== SOURCE EXTRACT ==

Don't let these ruin your relationship.
They're sneaky. They strike when you least expect it—heck, you might not be aware of them—but they can send shockwaves through your relationship. We're talking about relationship saboteurs, those icky, undercover forces that erode and undermine your bond.
Women really are from Venus and men from Mars, at least when it comes to how we relate.
"When you don't understand each other's communication styles, it can create a huge misunderstanding between you," says Tina B. Tessina, PhD, (aka "Dr. Romance"), psychotherapist and author of How to Be Happy Partners: Working it Out Together. "Both partners can develop hurt feelings, resentment can build, and the resulting arguments and struggles can actually destroy the connection that holds a marriage together."
Solution: Learn your partner's language.

===
== STORED ROWS ==

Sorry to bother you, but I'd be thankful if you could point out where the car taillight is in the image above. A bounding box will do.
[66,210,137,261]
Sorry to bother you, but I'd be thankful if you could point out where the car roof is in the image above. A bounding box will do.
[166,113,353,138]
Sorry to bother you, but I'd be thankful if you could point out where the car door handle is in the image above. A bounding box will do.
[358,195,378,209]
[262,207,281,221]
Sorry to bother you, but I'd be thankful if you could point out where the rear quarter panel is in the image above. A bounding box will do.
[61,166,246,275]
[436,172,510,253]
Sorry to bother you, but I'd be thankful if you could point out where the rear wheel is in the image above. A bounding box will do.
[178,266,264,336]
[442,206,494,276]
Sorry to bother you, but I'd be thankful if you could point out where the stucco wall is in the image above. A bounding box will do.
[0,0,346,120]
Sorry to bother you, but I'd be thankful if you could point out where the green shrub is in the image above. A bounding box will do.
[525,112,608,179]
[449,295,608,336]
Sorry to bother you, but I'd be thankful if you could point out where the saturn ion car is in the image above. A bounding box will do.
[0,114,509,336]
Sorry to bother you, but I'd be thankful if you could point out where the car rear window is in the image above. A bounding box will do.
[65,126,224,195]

===

* [TASK SET]:
1 - Answer these questions about the article on relationship saboteurs:
(a) What does the article call the undercover forces that erode and undermine a couple's bond?
(b) What is the title of the book written by Tina B. Tessina?
(c) What solution does the article offer?
2 - Summarize the article on relationship saboteurs in two sentences.
3 - Reproduce everything in the article on relationship saboteurs from "They're sneaky. They" down to "your partner's language.".

* [TASK-BY-TASK ANSWERS]:
1 -
(a) Relationship saboteurs.
(b) How to Be Happy Partners: Working it Out Together.
(c) Learn your partner's language.

2 - The article warns that relationship saboteurs are sneaky forces that can strike unexpectedly and erode a couple's bond. Citing psychotherapist Tina B. Tessina, it explains that not understanding each other's communication styles can breed hurt feelings, resentment, and arguments that destroy a marriage, and it advises learning your partner's language.

3 -
They're sneaky. They strike when you least expect it—heck, you might not be aware of them—but they can send shockwaves through your relationship. We're talking about relationship saboteurs, those icky, undercover forces that erode and undermine your bond.
Women really are from Venus and men from Mars, at least when it comes to how we relate.
"When you don't understand each other's communication styles, it can create a huge misunderstanding between you," says Tina B. Tessina, PhD, (aka "Dr. Romance"), psychotherapist and author of How to Be Happy Partners: Working it Out Together. "Both partners can develop hurt feelings, resentment can build, and the resulting arguments and struggles can actually destroy the connection that holds a marriage together."
Solution: Learn your partner's language.